__Challenge__:
Copy every line of the listing below verbatim, leaving out the pictures.

#### Data lines ####

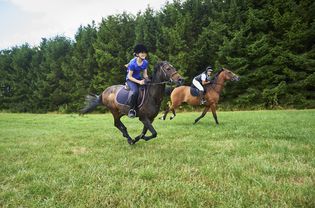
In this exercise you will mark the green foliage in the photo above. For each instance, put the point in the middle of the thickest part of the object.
(270, 44)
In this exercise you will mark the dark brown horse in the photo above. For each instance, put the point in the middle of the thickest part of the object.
(182, 95)
(163, 73)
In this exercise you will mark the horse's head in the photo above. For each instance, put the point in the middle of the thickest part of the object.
(229, 75)
(166, 72)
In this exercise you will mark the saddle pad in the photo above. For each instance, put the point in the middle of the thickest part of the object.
(194, 91)
(122, 96)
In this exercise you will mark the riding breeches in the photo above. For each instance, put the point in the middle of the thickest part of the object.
(198, 85)
(134, 91)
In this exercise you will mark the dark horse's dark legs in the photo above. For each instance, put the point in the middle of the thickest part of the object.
(144, 131)
(203, 114)
(166, 112)
(213, 110)
(123, 129)
(147, 126)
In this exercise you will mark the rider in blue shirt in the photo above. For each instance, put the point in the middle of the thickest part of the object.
(134, 79)
(201, 80)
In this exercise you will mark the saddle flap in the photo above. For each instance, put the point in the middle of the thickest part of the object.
(194, 91)
(123, 96)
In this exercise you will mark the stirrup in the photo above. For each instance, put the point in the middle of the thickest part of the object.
(132, 113)
(202, 101)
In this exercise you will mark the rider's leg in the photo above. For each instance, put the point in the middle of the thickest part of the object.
(133, 98)
(201, 91)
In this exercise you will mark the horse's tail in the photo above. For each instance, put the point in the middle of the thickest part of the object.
(168, 91)
(92, 101)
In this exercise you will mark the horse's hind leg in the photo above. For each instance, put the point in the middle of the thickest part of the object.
(165, 113)
(203, 114)
(123, 129)
(174, 113)
(148, 126)
(213, 110)
(141, 136)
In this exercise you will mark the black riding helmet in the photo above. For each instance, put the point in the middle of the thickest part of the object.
(140, 48)
(209, 68)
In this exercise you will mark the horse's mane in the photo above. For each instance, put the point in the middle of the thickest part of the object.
(215, 77)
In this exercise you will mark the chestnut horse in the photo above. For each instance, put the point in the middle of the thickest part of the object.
(163, 73)
(182, 95)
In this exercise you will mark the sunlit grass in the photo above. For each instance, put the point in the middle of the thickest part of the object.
(252, 159)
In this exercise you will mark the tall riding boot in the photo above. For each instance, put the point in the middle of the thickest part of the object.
(202, 97)
(133, 103)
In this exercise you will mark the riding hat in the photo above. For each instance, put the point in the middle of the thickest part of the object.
(140, 48)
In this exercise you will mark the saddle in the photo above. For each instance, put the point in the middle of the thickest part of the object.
(194, 91)
(123, 95)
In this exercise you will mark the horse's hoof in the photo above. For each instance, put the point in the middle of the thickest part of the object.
(131, 142)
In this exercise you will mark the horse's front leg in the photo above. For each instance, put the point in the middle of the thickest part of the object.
(144, 131)
(165, 113)
(213, 110)
(123, 129)
(148, 125)
(203, 114)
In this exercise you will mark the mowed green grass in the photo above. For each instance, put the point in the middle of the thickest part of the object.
(251, 159)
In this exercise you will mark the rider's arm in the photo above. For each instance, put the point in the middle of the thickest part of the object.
(203, 79)
(140, 82)
(145, 74)
(204, 82)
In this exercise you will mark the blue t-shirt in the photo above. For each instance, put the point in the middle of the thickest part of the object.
(133, 66)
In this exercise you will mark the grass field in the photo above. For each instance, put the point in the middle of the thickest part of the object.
(252, 159)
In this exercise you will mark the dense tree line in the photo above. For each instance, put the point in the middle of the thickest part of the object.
(269, 43)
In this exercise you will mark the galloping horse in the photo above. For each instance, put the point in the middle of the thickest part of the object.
(163, 73)
(182, 94)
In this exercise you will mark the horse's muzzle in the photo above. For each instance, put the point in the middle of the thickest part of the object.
(236, 78)
(180, 81)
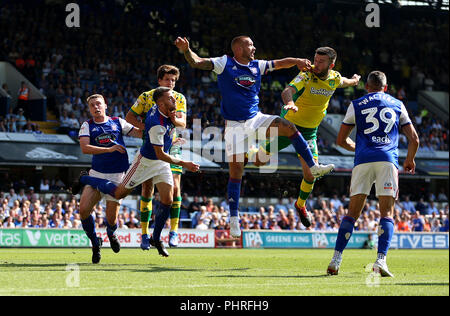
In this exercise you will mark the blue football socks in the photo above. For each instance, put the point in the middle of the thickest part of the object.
(344, 233)
(234, 192)
(385, 233)
(89, 227)
(160, 220)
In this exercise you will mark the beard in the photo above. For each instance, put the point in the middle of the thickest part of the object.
(322, 74)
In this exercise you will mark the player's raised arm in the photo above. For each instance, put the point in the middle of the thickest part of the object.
(348, 82)
(192, 58)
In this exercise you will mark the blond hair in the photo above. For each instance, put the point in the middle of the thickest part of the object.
(95, 96)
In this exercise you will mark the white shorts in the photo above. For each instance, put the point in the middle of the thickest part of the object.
(143, 169)
(116, 178)
(384, 174)
(239, 135)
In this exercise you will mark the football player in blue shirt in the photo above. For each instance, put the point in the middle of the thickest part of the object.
(378, 119)
(239, 81)
(102, 137)
(152, 162)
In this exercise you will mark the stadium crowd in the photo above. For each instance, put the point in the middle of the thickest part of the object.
(123, 64)
(28, 209)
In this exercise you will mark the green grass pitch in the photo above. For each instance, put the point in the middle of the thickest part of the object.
(219, 272)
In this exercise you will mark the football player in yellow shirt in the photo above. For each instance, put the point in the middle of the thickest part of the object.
(167, 76)
(306, 101)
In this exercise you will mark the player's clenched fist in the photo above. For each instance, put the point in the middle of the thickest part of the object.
(191, 166)
(304, 64)
(356, 79)
(182, 44)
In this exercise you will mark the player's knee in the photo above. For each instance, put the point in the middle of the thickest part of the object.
(168, 200)
(285, 128)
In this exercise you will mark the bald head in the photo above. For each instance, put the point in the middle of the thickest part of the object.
(237, 42)
(376, 81)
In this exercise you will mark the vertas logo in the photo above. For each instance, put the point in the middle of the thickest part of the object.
(10, 238)
(33, 237)
(43, 153)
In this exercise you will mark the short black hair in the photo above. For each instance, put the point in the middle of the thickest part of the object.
(328, 51)
(377, 80)
(238, 39)
(159, 92)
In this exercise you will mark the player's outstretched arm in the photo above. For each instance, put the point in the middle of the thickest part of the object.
(288, 62)
(343, 138)
(136, 132)
(288, 100)
(353, 81)
(161, 155)
(192, 58)
(413, 145)
(132, 118)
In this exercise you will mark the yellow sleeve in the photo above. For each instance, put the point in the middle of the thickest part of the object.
(138, 106)
(299, 82)
(339, 79)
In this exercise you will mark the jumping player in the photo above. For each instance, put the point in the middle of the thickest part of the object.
(306, 101)
(239, 80)
(167, 76)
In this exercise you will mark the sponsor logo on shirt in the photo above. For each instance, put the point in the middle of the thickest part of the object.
(105, 139)
(382, 140)
(245, 81)
(324, 92)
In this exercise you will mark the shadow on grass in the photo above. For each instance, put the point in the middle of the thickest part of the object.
(272, 276)
(108, 267)
(423, 284)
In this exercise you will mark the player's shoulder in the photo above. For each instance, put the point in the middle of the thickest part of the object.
(334, 74)
(178, 95)
(302, 76)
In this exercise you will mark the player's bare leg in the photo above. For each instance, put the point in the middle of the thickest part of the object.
(146, 209)
(306, 188)
(385, 232)
(345, 231)
(112, 211)
(175, 211)
(166, 193)
(288, 129)
(236, 170)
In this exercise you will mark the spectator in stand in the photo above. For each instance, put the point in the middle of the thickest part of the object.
(403, 225)
(65, 123)
(408, 205)
(23, 96)
(418, 222)
(422, 207)
(21, 119)
(194, 206)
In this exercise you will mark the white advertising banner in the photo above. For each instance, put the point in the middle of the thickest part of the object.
(187, 238)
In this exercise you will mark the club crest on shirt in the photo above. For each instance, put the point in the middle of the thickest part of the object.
(105, 139)
(245, 81)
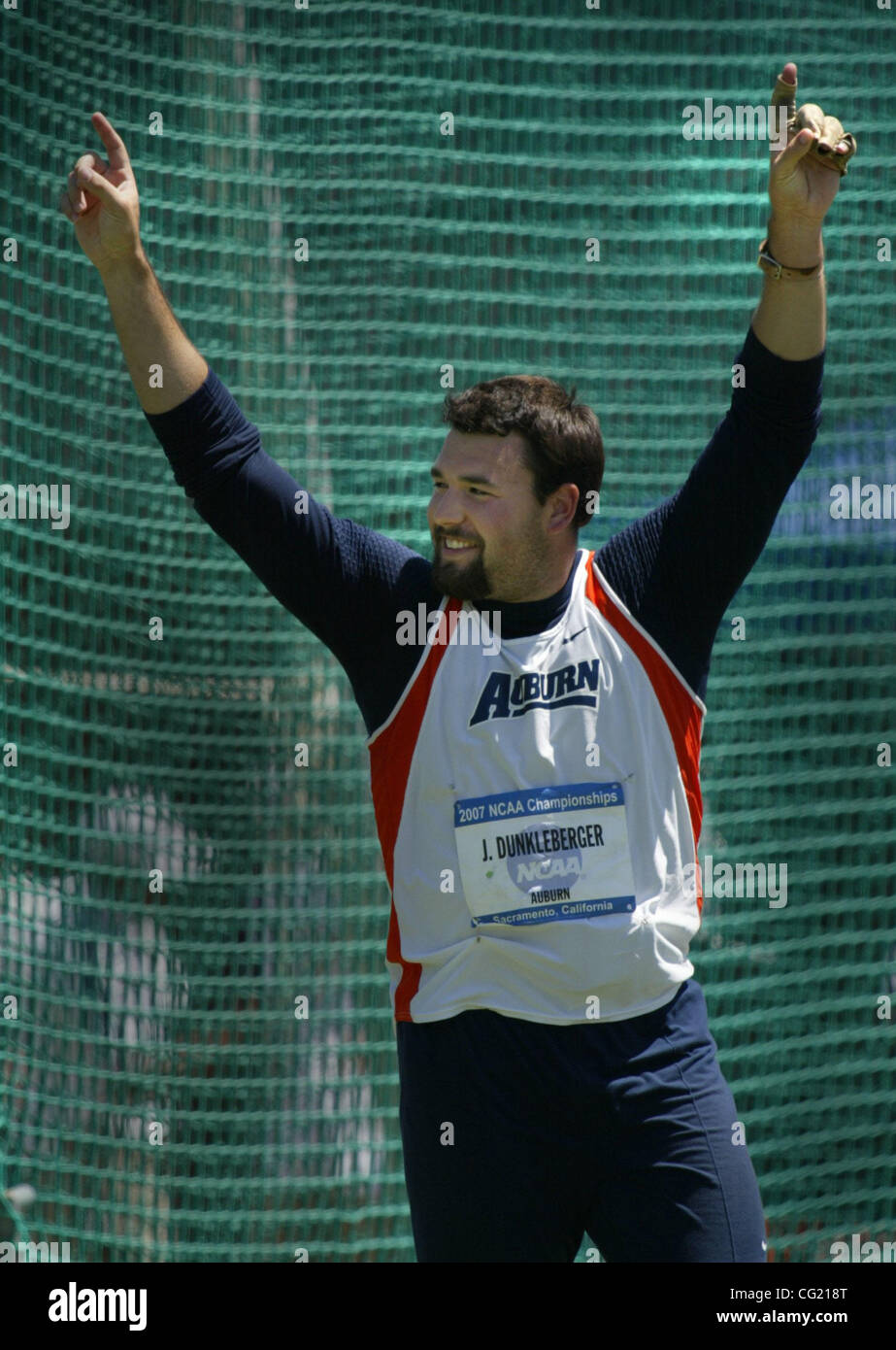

####

__Reply to the task__:
In this exercise you will mark the green foliage in the photo above. For each instance, put the point in the middle of the thickest part of the object.
(270, 44)
In this exercise you will mark the dark brown horse in the photo above. For each instance, put the point in the middle of the thickest part of the object.
(182, 95)
(163, 73)
In this exercise you will mark the horse's head in the photo above. For each instance, put the point in the middle of the thickest part of the object.
(229, 75)
(166, 72)
In this exercise you will mark the saddle pad in the photo above. For each instance, put the point in the middle of the thickest part of the object.
(194, 91)
(122, 96)
In this exercise you will mark the riding breeches in the photo above. For each instance, put the point in the middle of the thickest part of the object.
(198, 85)
(134, 91)
In this exercise you will mark the dark horse's dark legs in the photo above. For each instance, put the point in the middle of the thickest part of the object.
(144, 131)
(203, 114)
(166, 112)
(213, 110)
(123, 129)
(147, 126)
In this exercise you will mark the rider in blue shirt in the photo above. For each instance, put the point in the middle of the thickest part of the object.
(134, 79)
(201, 80)
In this exercise you will mark the saddle flap in the photo above. For each instance, put the point in the middle of the thickest part of the object.
(194, 91)
(123, 96)
In this exercise you will mark the stirrup in the photo above. For each instance, put the point in the middle of the thickest part of the object.
(132, 113)
(202, 101)
In this exercise you will mark the rider's leg in the photo above. For each instance, put the point in the middle of the thickest part of the object.
(133, 98)
(201, 91)
In this exercise you will mark the horse's tail in the photo above. For each instance, put the point in the middle of the thickest part of the object.
(168, 91)
(92, 101)
In this exercise you will mark the horse's hind leg in the photo above. For each instance, put the point in the middle of the thickest part of the object.
(165, 113)
(203, 114)
(123, 129)
(174, 113)
(148, 126)
(213, 110)
(141, 136)
In this exercise you will mark the black riding helmet in the photo above. For each instance, put the point in the middle of the thickest part of the object.
(140, 48)
(209, 68)
In this exercise you will mark the horse's mane in the photo above. For each instance, put the point in the middle of the thickest part of the object.
(215, 77)
In this exercise you will mark the chestnut horse in the photo above. For each instance, put the point in the middle of the thickest part of the object.
(163, 73)
(182, 95)
In this exercise you will mark the sunlit grass in the photo above. For each instance, put the point in the middle of the thickest part of the object.
(252, 159)
In this exercise you will mark the tall riding boot in the photo above. For each instance, put the point in the middle of the thickest part of the object.
(202, 97)
(133, 103)
In this exercise you will mark the riding hat in the photo above. For each instance, put the point in the middle of the thickest part of the object.
(140, 48)
In this exercise you will mark the saddle in the photo above. For each instance, put the point in the middle of the thickest part of the object.
(194, 91)
(123, 95)
In this exercise you will mark the horse's hoof in the photo above. For each instance, put the point in the middle of the thickest part of the object.
(131, 142)
In this exercise you will mark the horse's front leg in the photo above. For each instance, put the point in the middle of the thickest part of the object.
(144, 131)
(165, 113)
(213, 110)
(123, 129)
(148, 125)
(203, 114)
In this exercise you will mark the mowed green grass in the photo above. For each instance, put the point in the middle of the thickest part of the object.
(251, 159)
In this exercise you will mark the rider's arm in the photo above. For each instance, put the point in the middle of the thickest part of the object.
(203, 79)
(140, 82)
(145, 74)
(204, 82)
In this exercise you will mark the blue t-shirt in the photo above. For each instance, put the point in the middle of the thickest part of the object.
(133, 66)
In this exercise you will mark the grass field in the photo above. For each instance, put the point in the middle of the thickest part of the object.
(252, 159)
In this exercise you will mark the dense tree line in the photo above. For each instance, put the point in the middle of the thickest part of the object.
(269, 43)
In this exercise you will mark the galloping horse in the photo above. For each instance, put the point in the middle of the thickest part of the object.
(163, 73)
(182, 94)
In this exercise you will mark the horse's muzzle in the photo above. For each instance, put the point in the middle of the thickest part of the object.
(236, 78)
(180, 81)
In this exercise you will mark the blue football socks in the photo above. For each instance, put the point in the middle of the thickest part of the object.
(344, 233)
(234, 192)
(385, 233)
(89, 227)
(160, 220)
In this exercise you will mark the beard in the photo above. For each instance, put the point in the middle of the thickest part of the object.
(322, 74)
In this exercise you will mark the player's raised arm in the photo above. For each instance, put the point in the middle of the thickest part of the object.
(348, 82)
(192, 58)
In this exercise you will mark the blond hair in the photo above. For each instance, put the point in the middle of the thickest part of the object.
(95, 96)
In this exercise you will mark the white shorts in the photo above. For each instance, put the point in the middle of the thickest part of the object.
(143, 169)
(116, 178)
(384, 174)
(239, 135)
In this exercise you will mark the football player in blue shirt in the photo above. For each instance, put the point in the middle of the thickest part of the object.
(378, 119)
(239, 81)
(102, 137)
(152, 162)
In this exercise you will mark the stadium crowd in the photo above. For each instance, put the point in the middle of the thickest part of the object.
(123, 64)
(28, 209)
In this exercise you will mark the green grass pitch in the photo above. For each instance, put the point in the middle of the thickest part of the object.
(219, 272)
In this exercise you will mark the football player in yellow shirt in the photo above. For each instance, put the point in the middle of the thickest part of the object.
(167, 76)
(306, 101)
In this exercise you will mark the player's clenched fist in the photo above. For each instance, put the point in the middle of the thickest part of the object.
(191, 166)
(304, 64)
(356, 79)
(182, 44)
In this exercise you will mark the player's knee in the photo above. For each instance, put the point in the middle of the thickest part of the object.
(168, 200)
(285, 128)
In this exercise you will mark the bald head in the photo above. For each instance, put the point in the middle of the thickest part of the object.
(237, 42)
(376, 81)
In this exercise you will mark the vertas logo in the photo above. For each instance, put the point in the middle of the thickest part of the object.
(10, 238)
(33, 237)
(43, 153)
In this exercise you will mark the short black hair in the photo above. For each instance, put the point in the middle of the thickest part of the object.
(328, 51)
(377, 80)
(238, 39)
(159, 92)
In this exercise you will mark the player's outstretched arm in the photo above. For each instance, put the point in the middle of the thickest part of the object.
(288, 62)
(343, 138)
(136, 132)
(288, 100)
(353, 81)
(161, 155)
(192, 58)
(413, 145)
(132, 118)
In this exercise you will mark the yellow sleeve in the photo above. For each instance, put the point in the middle of the thickest part of the object.
(138, 106)
(299, 82)
(339, 79)
In this exercise you will mark the jumping player in the photo above. For each instance, put the point in the middle of the thickest part of the object.
(306, 101)
(239, 80)
(167, 76)
In this exercise you will mark the sponsor logo on shirt in the photo above. For each instance, put the point in the middle of the thickest part of the object.
(105, 139)
(382, 140)
(245, 81)
(324, 92)
In this exercise you will mark the shadow on grass in the photo above. For each instance, put the point in the middle of the thickest part of the object.
(272, 276)
(108, 267)
(423, 284)
In this exercise you will mark the player's shoulder in the photo above. For each instance, put the point in the middle of the thickest part of the object.
(334, 74)
(178, 95)
(302, 76)
In this exercise you will mark the player's bare leg in the photo above. For each instance, put the point in the middle of the thickest part of the object.
(146, 209)
(306, 188)
(385, 232)
(345, 231)
(112, 211)
(175, 211)
(166, 193)
(288, 129)
(236, 170)
In this exercise you will mark the spectator in stand in the photo above. For each instance, put the point in the middle of the thickest part of the object.
(403, 225)
(65, 123)
(408, 205)
(23, 96)
(418, 222)
(422, 207)
(21, 119)
(194, 206)
In this exercise you will mark the white advertising banner in the photo above. For each instance, put the point in the middle of the thickest part of the object.
(187, 238)
In this exercise you will mark the club crest on shirt in the photo above. For each instance, put the point in the middle of the thickest part of the object.
(105, 139)
(245, 81)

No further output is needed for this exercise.